TASK DIRECTIONS:
When a line of the entries contains the word "query", report that line.

DATASET RECORDS:
•••
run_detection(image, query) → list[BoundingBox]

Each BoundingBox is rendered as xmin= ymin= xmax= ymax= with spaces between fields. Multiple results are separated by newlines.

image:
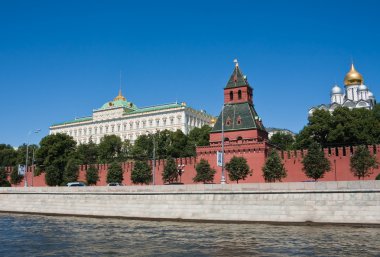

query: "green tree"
•••
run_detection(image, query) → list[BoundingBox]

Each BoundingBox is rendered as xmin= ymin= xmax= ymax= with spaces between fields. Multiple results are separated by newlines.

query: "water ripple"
•••
TASK OUTPUT:
run_detection(image, query) → list[BoundingBox]
query: "green tree"
run_detection(image, query) → list[BoundingBox]
query: "water ripple"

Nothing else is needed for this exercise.